◆ PROBLEM REQUIREMENTS: Copy all of the records below verbatim, leaving out the pictures.

# start of RECORDS

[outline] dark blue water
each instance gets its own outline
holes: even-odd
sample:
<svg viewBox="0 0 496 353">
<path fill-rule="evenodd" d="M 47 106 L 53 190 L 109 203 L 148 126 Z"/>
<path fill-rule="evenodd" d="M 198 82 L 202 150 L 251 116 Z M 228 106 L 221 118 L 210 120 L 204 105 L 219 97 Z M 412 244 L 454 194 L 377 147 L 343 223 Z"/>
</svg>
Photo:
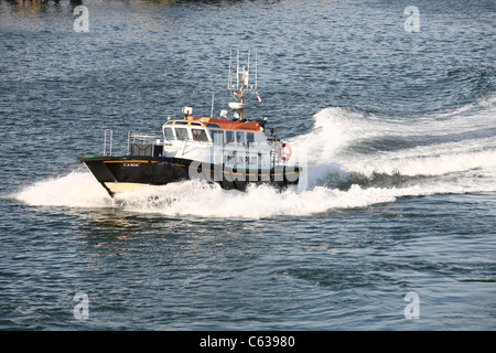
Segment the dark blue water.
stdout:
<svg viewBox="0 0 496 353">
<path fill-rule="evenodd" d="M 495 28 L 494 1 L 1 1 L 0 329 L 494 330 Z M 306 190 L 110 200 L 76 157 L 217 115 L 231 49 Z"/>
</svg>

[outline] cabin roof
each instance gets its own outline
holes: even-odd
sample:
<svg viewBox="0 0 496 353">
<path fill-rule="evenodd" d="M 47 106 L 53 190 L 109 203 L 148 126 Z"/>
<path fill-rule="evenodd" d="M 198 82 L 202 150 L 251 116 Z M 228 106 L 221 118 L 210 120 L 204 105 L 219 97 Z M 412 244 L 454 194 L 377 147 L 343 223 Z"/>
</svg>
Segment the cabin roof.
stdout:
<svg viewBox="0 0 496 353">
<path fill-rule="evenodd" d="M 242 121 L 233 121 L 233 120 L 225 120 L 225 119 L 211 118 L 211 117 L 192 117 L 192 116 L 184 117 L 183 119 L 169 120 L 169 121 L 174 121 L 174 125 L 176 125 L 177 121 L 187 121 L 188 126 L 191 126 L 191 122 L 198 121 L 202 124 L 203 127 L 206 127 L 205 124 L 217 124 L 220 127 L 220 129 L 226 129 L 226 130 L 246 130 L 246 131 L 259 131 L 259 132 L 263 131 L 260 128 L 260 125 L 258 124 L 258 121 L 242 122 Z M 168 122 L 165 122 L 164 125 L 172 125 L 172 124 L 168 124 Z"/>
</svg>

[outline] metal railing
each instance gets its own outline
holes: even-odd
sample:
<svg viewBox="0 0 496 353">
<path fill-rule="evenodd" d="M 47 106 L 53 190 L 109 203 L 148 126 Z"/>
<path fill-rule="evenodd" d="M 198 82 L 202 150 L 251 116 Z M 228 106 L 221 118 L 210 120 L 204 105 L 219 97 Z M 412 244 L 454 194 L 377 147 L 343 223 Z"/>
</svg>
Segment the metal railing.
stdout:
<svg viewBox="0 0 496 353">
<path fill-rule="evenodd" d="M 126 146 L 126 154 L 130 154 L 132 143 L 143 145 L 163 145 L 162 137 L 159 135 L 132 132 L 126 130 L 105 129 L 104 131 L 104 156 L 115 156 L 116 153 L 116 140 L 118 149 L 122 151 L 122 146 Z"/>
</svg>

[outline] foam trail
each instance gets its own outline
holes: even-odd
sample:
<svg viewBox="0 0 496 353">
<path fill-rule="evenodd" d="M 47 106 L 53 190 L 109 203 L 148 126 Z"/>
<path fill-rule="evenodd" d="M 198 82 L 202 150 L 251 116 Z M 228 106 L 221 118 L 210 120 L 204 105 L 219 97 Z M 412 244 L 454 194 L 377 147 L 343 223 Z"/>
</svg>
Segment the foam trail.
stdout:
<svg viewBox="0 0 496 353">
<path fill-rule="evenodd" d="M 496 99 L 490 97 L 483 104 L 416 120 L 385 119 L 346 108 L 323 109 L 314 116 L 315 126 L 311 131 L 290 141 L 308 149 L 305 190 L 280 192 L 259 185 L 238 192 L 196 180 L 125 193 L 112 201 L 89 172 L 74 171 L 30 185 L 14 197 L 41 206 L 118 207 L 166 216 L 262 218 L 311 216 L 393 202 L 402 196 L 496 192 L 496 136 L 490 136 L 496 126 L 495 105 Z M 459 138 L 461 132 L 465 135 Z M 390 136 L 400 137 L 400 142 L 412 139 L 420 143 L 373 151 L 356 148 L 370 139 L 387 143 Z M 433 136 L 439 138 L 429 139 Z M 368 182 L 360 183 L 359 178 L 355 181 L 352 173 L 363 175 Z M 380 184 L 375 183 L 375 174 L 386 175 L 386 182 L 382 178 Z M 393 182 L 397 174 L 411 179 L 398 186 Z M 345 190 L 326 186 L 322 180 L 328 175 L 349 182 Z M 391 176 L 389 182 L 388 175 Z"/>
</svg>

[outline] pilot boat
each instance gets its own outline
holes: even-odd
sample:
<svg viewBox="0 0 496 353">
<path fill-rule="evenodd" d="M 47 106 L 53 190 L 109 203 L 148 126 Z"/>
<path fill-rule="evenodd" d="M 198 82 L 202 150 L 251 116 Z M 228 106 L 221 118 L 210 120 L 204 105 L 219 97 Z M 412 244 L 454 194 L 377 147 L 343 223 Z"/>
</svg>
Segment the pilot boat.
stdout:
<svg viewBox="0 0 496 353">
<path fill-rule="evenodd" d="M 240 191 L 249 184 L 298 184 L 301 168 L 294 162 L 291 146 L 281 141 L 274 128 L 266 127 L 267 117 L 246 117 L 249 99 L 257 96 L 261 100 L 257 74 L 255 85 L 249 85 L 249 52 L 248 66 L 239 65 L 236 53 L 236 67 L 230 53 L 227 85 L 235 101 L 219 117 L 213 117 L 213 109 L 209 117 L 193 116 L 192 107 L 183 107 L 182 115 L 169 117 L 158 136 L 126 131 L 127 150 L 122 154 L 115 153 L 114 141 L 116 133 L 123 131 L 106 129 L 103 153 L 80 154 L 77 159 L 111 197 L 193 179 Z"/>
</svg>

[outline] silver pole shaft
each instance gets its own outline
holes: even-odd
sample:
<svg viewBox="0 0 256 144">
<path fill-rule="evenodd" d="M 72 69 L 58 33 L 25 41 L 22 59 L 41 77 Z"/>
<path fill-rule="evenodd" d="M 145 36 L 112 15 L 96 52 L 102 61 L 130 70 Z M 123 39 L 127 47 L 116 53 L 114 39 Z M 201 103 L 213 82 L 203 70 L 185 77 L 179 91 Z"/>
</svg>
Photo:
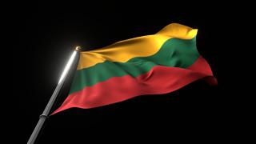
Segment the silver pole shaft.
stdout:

# end of RECORDS

◆ TASK ANSWER:
[outline] dark blue water
each instance gets its own outline
holes: even-odd
sample:
<svg viewBox="0 0 496 353">
<path fill-rule="evenodd" d="M 47 106 L 53 190 L 109 203 L 148 126 Z"/>
<path fill-rule="evenodd" d="M 198 82 L 202 150 L 251 116 Z M 228 106 L 221 118 L 210 120 L 204 105 L 219 97 Z M 412 244 L 454 194 L 377 147 L 343 223 Z"/>
</svg>
Photo:
Segment the dark blue water.
stdout:
<svg viewBox="0 0 496 353">
<path fill-rule="evenodd" d="M 495 28 L 494 1 L 1 1 L 0 329 L 494 330 Z M 306 190 L 110 200 L 76 157 L 217 115 L 231 49 Z"/>
</svg>

[outline] cabin roof
each instance gets its own outline
holes: even-odd
sample:
<svg viewBox="0 0 496 353">
<path fill-rule="evenodd" d="M 47 106 L 53 190 L 109 203 L 148 126 Z"/>
<path fill-rule="evenodd" d="M 198 82 L 202 150 L 251 116 Z M 228 106 L 221 118 L 210 120 L 204 105 L 219 97 Z M 412 244 L 454 194 L 377 147 L 343 223 Z"/>
</svg>
Segment the cabin roof.
stdout:
<svg viewBox="0 0 496 353">
<path fill-rule="evenodd" d="M 242 121 L 233 121 L 233 120 L 225 120 L 225 119 L 211 118 L 211 117 L 192 117 L 192 116 L 184 117 L 183 119 L 169 120 L 169 121 L 174 121 L 174 125 L 176 125 L 177 121 L 187 121 L 188 126 L 191 126 L 191 122 L 198 121 L 202 124 L 203 127 L 206 127 L 205 124 L 217 124 L 220 127 L 220 129 L 226 129 L 226 130 L 246 130 L 246 131 L 259 131 L 259 132 L 263 131 L 260 128 L 260 125 L 258 124 L 258 121 L 242 122 Z M 168 122 L 165 122 L 164 125 L 172 125 L 172 124 L 168 124 Z"/>
</svg>

[outline] metal railing
each instance gets its own outline
holes: even-odd
sample:
<svg viewBox="0 0 496 353">
<path fill-rule="evenodd" d="M 47 106 L 53 190 L 109 203 L 148 126 Z"/>
<path fill-rule="evenodd" d="M 198 82 L 202 150 L 251 116 Z M 228 106 L 221 118 L 210 120 L 204 105 L 219 97 Z M 412 244 L 454 194 L 377 147 L 343 223 Z"/>
</svg>
Segment the metal railing.
stdout:
<svg viewBox="0 0 496 353">
<path fill-rule="evenodd" d="M 126 146 L 126 154 L 130 154 L 132 143 L 143 145 L 163 145 L 162 137 L 159 135 L 132 132 L 126 130 L 105 129 L 104 131 L 104 156 L 115 156 L 116 153 L 116 140 L 118 149 L 122 151 L 122 146 Z"/>
</svg>

[outline] foam trail
each instance gets its own outline
holes: even-odd
sample:
<svg viewBox="0 0 496 353">
<path fill-rule="evenodd" d="M 47 106 L 53 190 L 109 203 L 148 126 Z"/>
<path fill-rule="evenodd" d="M 198 82 L 202 150 L 251 116 Z M 228 106 L 221 118 L 210 120 L 204 105 L 219 97 Z M 412 244 L 454 194 L 377 147 L 343 223 Z"/>
</svg>
Segment the foam trail.
stdout:
<svg viewBox="0 0 496 353">
<path fill-rule="evenodd" d="M 496 99 L 490 97 L 483 104 L 416 120 L 385 119 L 346 108 L 323 109 L 314 116 L 315 126 L 311 131 L 290 141 L 308 149 L 305 190 L 280 192 L 259 185 L 238 192 L 196 180 L 125 193 L 112 201 L 89 172 L 74 171 L 30 185 L 14 197 L 41 206 L 118 207 L 166 216 L 262 218 L 311 216 L 393 202 L 402 196 L 496 192 L 496 136 L 490 136 L 496 126 L 495 105 Z M 459 138 L 461 132 L 465 135 Z M 390 136 L 400 137 L 400 142 L 412 139 L 420 143 L 373 151 L 356 148 L 370 139 L 387 143 Z M 433 136 L 439 138 L 429 139 Z M 368 182 L 360 183 L 359 178 L 355 181 L 352 173 L 363 175 Z M 380 184 L 375 183 L 375 174 L 386 175 L 386 182 L 382 178 Z M 393 182 L 397 174 L 411 179 L 398 186 Z M 345 190 L 326 186 L 322 180 L 328 175 L 349 182 Z M 391 176 L 389 182 L 388 175 Z"/>
</svg>

[outline] pilot boat
each instance gets its own outline
holes: even-odd
sample:
<svg viewBox="0 0 496 353">
<path fill-rule="evenodd" d="M 47 106 L 53 190 L 109 203 L 148 126 Z"/>
<path fill-rule="evenodd" d="M 198 82 L 202 150 L 251 116 Z M 228 106 L 221 118 L 210 120 L 204 105 L 219 97 Z M 412 244 L 454 194 L 377 147 L 343 223 Z"/>
</svg>
Segment the pilot boat.
stdout:
<svg viewBox="0 0 496 353">
<path fill-rule="evenodd" d="M 240 191 L 249 184 L 298 184 L 301 168 L 294 162 L 291 146 L 281 141 L 274 128 L 266 127 L 267 117 L 246 117 L 249 99 L 257 96 L 261 100 L 257 74 L 255 85 L 249 85 L 249 52 L 248 66 L 239 65 L 236 53 L 236 67 L 230 53 L 227 85 L 235 101 L 219 117 L 213 117 L 213 109 L 209 117 L 193 116 L 192 107 L 183 107 L 182 115 L 169 117 L 158 136 L 126 131 L 127 150 L 122 154 L 115 153 L 114 141 L 116 133 L 123 131 L 106 129 L 103 153 L 80 154 L 77 159 L 111 197 L 193 179 Z"/>
</svg>

[outline] silver pole shaft
each instance gets its own outline
holes: even-odd
sample:
<svg viewBox="0 0 256 144">
<path fill-rule="evenodd" d="M 72 69 L 58 33 L 25 41 L 22 59 L 41 77 Z"/>
<path fill-rule="evenodd" d="M 145 36 L 112 15 L 96 52 L 102 61 L 130 70 Z M 123 39 L 127 47 L 116 53 L 114 39 Z M 201 103 L 213 82 L 203 70 L 185 77 L 179 91 Z"/>
</svg>
Photo:
Segment the silver pole shaft.
stdout:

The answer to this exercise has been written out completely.